Start of Extract provided

This is another Artemisia which has nothing to do with the opera at hand.

I do not like Roberto Cavalli’s Artemisia. I do, however, like Francesco Cavalli’s Artemisia (1657). And—if you’ll pardon the egregious pun—it all comes down to…framework!

Okay, actually, what it came down to was once again the recording. Claudio Cavina and the ensemble La Venexiana do for this Cavalli problem child what Alden did for Così this last weekend at New York City Opera. And, like Così, there are a lot of mental components to the plot (Artemisia is in love with a commoner who may or may not have killed her husband and therefore NO ONE IN HER COURT CAN GET LAID… oh, and did I mention that she drinks the ashes of her dead husband? Is that like an ancient version of the Cinnamon Challenge?) that can be easily glossed over. Not so in Cavina’s musical world, in which there is a great deal of autumnal gloom depicted in Cavalli’s score.

To be fair,  I’m not sure how entirely germane this is to the composer’s intentions. In a sense, you get with Mozart and Da Ponte that they are trying to—in the libretto and score—comment on the misogyny of the Enlightenment era. It’s coded in words and notes. But what Cavalli was playing to were Venetian audiences who went for the comedic portions of all these couples trying to bump uglies despite some ash-swilling hot lips’s royal decree. Not seeing the work live, it’s hard to tell with the components at hand. But I actually really like this juxtaposition, in the same way that I like the ironic offsets of Mozart’s music when it comes to making all of his characters totally miserable.

End of Extract provided
Start of Supplied records

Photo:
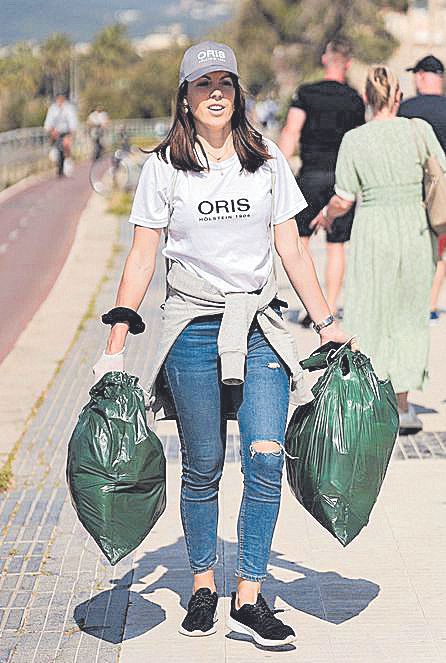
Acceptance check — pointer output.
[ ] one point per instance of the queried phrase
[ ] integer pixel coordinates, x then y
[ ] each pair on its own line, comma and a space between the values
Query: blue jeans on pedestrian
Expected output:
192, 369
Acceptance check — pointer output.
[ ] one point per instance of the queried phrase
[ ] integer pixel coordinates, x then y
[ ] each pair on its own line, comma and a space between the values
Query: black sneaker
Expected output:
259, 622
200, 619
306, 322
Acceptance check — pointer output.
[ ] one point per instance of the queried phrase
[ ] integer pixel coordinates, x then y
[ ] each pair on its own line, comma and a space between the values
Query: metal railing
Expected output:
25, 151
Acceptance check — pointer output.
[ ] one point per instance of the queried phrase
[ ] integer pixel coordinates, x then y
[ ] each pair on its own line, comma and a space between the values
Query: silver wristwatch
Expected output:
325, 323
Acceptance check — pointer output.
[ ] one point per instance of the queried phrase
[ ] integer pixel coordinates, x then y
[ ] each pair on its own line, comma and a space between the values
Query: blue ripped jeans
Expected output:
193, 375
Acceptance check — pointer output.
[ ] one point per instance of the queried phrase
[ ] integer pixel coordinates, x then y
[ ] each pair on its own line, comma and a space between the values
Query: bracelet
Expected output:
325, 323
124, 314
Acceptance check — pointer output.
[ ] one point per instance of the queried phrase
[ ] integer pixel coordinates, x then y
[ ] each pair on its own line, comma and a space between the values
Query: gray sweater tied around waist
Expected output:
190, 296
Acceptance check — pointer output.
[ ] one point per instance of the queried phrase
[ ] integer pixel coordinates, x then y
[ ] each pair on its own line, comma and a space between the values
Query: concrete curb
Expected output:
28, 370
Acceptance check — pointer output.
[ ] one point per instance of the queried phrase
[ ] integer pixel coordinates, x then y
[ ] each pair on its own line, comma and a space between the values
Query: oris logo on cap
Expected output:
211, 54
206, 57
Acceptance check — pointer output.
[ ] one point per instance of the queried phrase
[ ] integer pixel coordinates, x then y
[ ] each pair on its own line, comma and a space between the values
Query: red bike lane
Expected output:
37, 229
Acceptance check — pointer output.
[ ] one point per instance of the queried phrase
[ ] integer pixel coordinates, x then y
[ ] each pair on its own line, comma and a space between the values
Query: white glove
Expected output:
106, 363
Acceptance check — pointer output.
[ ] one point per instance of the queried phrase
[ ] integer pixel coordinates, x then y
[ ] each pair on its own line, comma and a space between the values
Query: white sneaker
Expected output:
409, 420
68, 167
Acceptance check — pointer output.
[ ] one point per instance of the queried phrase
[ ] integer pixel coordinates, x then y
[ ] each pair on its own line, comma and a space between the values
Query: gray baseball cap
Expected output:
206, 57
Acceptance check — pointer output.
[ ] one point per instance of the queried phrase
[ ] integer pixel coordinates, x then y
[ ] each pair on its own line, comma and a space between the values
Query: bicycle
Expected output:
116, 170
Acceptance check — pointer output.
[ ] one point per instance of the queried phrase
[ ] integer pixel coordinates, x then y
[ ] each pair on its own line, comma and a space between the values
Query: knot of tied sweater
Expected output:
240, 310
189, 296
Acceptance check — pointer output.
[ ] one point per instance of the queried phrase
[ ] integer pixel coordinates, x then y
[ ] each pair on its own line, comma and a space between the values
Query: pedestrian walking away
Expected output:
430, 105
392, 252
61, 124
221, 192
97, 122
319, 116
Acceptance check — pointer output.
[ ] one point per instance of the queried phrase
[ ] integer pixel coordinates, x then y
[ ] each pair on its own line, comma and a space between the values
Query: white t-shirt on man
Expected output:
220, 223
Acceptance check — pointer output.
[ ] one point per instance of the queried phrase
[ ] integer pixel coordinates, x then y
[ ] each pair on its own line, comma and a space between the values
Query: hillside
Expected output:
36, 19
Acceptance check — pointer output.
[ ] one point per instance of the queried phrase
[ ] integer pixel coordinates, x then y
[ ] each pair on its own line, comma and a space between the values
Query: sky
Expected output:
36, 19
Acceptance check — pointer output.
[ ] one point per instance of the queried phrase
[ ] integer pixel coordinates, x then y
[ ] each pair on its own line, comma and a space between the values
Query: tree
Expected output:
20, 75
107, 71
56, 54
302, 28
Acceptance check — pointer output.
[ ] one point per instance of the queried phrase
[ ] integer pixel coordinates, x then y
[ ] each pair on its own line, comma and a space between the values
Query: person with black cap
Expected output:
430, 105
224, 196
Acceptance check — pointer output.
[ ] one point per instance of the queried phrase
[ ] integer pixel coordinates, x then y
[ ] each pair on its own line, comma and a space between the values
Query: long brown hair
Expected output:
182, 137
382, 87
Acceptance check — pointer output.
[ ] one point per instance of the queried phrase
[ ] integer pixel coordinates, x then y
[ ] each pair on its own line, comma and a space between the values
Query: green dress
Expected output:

End of Supplied records

### Goal 1:
Write down the section of the post on Cavalli's Artemisia starting at "To be fair,  I’m" and ending at "characters totally miserable.".
### Goal 2:
According to the post on Cavalli's Artemisia, which ensemble performs with Claudio Cavina on the recording?
### Goal 3:
Carry on the post about Cavalli's Artemisia from its last sentence.
The rows play no part in this work.

### Written reply 1:
To be fair,  I’m not sure how entirely germane this is to the composer’s intentions. In a sense, you get with Mozart and Da Ponte that they are trying to—in the libretto and score—comment on the misogyny of the Enlightenment era. It’s coded in words and notes. But what Cavalli was playing to were Venetian audiences who went for the comedic portions of all these couples trying to bump uglies despite some ash-swilling hot lips’s royal decree. Not seeing the work live, it’s hard to tell with the components at hand. But I actually really like this juxtaposition, in the same way that I like the ironic offsets of Mozart’s music when it comes to making all of his characters totally miserable.

### Written reply 2:
La Venexiana.

### Written reply 3:
Cavalli makes great and frequent use of laments with his characters, so you hear that played up really poignantly, but here there’s a bigger focus on recitative and dialogue that captures the flurry of couples running on and offstage. And, in the words of the opera’s librettist, Nicolò Minato, they “do nothing other than to present to [the audience] the characteristics of the human passions in a natural way.” Sure, passions often (onstage and off) escalate, often to the point where the only means of expressing them in song (okay, that’s generally reserved to happening onstage). But for the most part, these are circumstances that mitigate passion. Minato was apparently also a lawyer so motivations abound here and that may explain a bit of the economy of text. This is, in effect, an opera that is an early prototype of later character studies, that goes past assuming audience knowledge of Ovidian myths and the like and really exploring what makes characters who they are.

What I’ve loved about going back and knocking a few more Cavallis out of the park is, in particular, their tone-setting prologues. Rosinda’s stopped me cold with its pleasant enough trotting along overture that then morephs into a haunting chorus underscored by sustained strings to create a gauzy, otherworldly effect. It sets an eerie tone, mistily atmospheric. Likewise, Artemisia’s prelude crackles with urgency and frenzy, sexual frustration and moral dilemmas. Tragedy has been inherent to opera since its inception, but there’s something really deep to Cavalli’s catharsis. His tragedies don’t jump off cliffs or writhe on the floor in melodramatic convulsions, rather they sit and stare at a wall for hours on end, vacant and melancholy. And there’s something more mesmerizing about that.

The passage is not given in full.